### [Task item]
Reprint all entries without any alteration.

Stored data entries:
++++++++++++++++++++
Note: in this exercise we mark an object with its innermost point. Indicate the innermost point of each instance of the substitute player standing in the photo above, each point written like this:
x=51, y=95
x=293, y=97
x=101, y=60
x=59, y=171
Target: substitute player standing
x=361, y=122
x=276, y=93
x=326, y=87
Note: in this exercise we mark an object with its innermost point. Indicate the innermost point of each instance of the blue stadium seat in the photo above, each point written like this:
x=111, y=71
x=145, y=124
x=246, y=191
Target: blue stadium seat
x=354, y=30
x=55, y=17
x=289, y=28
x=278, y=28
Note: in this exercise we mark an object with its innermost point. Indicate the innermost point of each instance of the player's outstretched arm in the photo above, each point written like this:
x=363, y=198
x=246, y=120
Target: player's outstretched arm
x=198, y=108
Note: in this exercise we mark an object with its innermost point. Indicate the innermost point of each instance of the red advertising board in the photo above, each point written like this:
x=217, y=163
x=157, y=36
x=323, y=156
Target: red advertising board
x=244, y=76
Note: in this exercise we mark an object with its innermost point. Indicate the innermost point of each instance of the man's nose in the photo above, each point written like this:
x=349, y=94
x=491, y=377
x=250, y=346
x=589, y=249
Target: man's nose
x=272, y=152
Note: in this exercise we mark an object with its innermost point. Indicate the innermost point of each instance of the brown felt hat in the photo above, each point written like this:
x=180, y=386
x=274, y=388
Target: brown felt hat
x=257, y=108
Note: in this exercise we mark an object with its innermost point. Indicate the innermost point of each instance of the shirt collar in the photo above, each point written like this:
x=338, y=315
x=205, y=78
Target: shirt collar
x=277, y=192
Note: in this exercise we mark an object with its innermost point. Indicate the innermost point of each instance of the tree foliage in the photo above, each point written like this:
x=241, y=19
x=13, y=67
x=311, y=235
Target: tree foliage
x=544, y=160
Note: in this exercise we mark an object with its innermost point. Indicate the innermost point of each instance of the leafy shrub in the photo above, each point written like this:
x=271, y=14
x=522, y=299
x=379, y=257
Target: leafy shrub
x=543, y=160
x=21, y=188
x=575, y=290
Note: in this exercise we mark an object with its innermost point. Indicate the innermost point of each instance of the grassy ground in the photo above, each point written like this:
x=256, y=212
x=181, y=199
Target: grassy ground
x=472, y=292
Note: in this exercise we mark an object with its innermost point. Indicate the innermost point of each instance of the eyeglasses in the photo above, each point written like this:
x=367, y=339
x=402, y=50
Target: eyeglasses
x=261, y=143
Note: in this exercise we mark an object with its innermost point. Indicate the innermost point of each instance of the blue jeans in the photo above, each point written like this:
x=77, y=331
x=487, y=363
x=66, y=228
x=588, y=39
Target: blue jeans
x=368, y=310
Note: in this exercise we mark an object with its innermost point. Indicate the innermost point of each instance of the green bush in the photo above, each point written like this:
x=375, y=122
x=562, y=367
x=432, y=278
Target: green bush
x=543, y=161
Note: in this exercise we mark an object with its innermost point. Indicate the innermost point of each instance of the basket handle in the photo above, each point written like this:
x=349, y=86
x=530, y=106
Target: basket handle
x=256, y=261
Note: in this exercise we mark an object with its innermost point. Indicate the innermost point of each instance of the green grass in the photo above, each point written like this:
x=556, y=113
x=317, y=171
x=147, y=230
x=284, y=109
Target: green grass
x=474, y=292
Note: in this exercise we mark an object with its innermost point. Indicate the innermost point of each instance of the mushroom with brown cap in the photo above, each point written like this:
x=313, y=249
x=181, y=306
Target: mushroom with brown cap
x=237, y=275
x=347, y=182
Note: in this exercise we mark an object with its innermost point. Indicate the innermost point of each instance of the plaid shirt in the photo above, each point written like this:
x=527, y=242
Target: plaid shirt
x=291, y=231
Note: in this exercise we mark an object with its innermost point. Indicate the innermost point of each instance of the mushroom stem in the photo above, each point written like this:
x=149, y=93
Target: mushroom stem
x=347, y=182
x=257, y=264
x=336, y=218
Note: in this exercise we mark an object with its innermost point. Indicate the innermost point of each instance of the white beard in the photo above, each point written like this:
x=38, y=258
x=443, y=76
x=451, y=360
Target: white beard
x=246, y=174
++++++++++++++++++++
### [Your response]
Note: in this exercise we mark an object with its innermost point. Indicate the innermost point of each instance of the substitute player standing in the photo above, each point written like this:
x=51, y=95
x=293, y=97
x=101, y=60
x=59, y=171
Target: substitute player standing
x=361, y=122
x=276, y=93
x=326, y=87
Note: in this exercise we mark an object with its innermost point. Indicate the innermost point of each instance of the blue stadium seat in the photo above, each point written like this:
x=111, y=71
x=145, y=124
x=246, y=191
Target: blue stadium seat
x=354, y=30
x=55, y=17
x=289, y=28
x=278, y=28
Note: in this exercise we mark an object with its innermost point. Indicate the innermost point of each instance of the player's outstretched arm in the photo above, each point written like this:
x=363, y=198
x=246, y=120
Target: player's outstretched arm
x=198, y=108
Note: in this exercise we mark an object with its innermost point. Indicate the innermost point of each instance of the red advertising board in the photo above, each point written like this:
x=217, y=163
x=157, y=36
x=323, y=156
Target: red advertising board
x=244, y=76
Note: in this exercise we mark an object with its innermost point. Indicate the innermost point of each instance of the man's nose in the photo above, each point written like this:
x=349, y=94
x=491, y=377
x=250, y=346
x=589, y=249
Target: man's nose
x=272, y=152
Note: in this exercise we mark an object with its innermost point. Indicate the innermost point of each instance of the brown felt hat in the photo above, each point written like this:
x=180, y=386
x=274, y=388
Target: brown felt hat
x=257, y=108
Note: in this exercise we mark an object with its innermost point. Indicate the innermost point of each instance of the shirt collar in the photo above, each point written like this:
x=338, y=315
x=205, y=78
Target: shirt collar
x=277, y=192
Note: in this exercise we mark an object with its innermost point. Indicate the innermost point of each instance of the tree foliage in the photo above, each point written like this:
x=241, y=19
x=13, y=67
x=311, y=235
Target: tree foliage
x=544, y=160
Note: in this exercise we mark an object with its innermost point. Indicate the innermost point of each instance of the leafy shrub in the photo above, each point written like this:
x=271, y=14
x=522, y=299
x=379, y=257
Target: leafy shrub
x=543, y=160
x=21, y=188
x=575, y=290
Note: in this exercise we mark an object with its innermost point. Indicate the innermost point of each instance of the grassy ground in the photo above, each point written like this:
x=256, y=212
x=181, y=199
Target: grassy ground
x=472, y=292
Note: in this exercise we mark an object with its innermost point. Indicate the innermost point of each instance of the eyeglasses in the photo above, each point written like this:
x=367, y=339
x=402, y=50
Target: eyeglasses
x=261, y=143
Note: in this exercise we mark an object with its innermost point. Indicate the innermost point of each instance of the blue jeans in the photo above, each point written like this:
x=77, y=331
x=487, y=363
x=66, y=228
x=588, y=39
Target: blue jeans
x=368, y=310
Note: in this exercise we mark an object with its innermost point. Indicate the innermost point of each instance of the green bush in the photo above, each point written like this:
x=375, y=122
x=562, y=367
x=432, y=278
Target: green bush
x=543, y=161
Note: in this exercise we mark an object with its innermost point. Indicate the innermost point of each instance of the basket handle in the photo above, each point written like this:
x=349, y=86
x=530, y=106
Target: basket handle
x=256, y=261
Note: in this exercise we mark an object with its innermost point. Indicate the innermost point of each instance of the green grass in the photo above, each point written like this:
x=556, y=113
x=317, y=171
x=147, y=230
x=284, y=109
Target: green grass
x=474, y=292
Note: in this exercise we mark an object with its innermost point. Indicate the innermost point of each instance of the mushroom with brown cap in the photo above, each point written like this:
x=313, y=249
x=181, y=306
Target: mushroom with brown cap
x=237, y=275
x=347, y=182
Note: in this exercise we mark an object with its innermost point. Indicate the innermost point of each instance of the plaid shirt in the photo above, each point written like this:
x=527, y=242
Target: plaid shirt
x=291, y=231
Note: in this exercise we mark an object with its innermost point. Indicate the innermost point of each instance of the mushroom stem in the photo above, each point written like this:
x=149, y=93
Target: mushroom stem
x=347, y=182
x=257, y=264
x=336, y=218
Note: in this exercise we mark an object with its innermost point. Indicate the innermost point of each instance of the white beard in the photo above, each point written like this:
x=38, y=258
x=443, y=76
x=451, y=360
Target: white beard
x=246, y=174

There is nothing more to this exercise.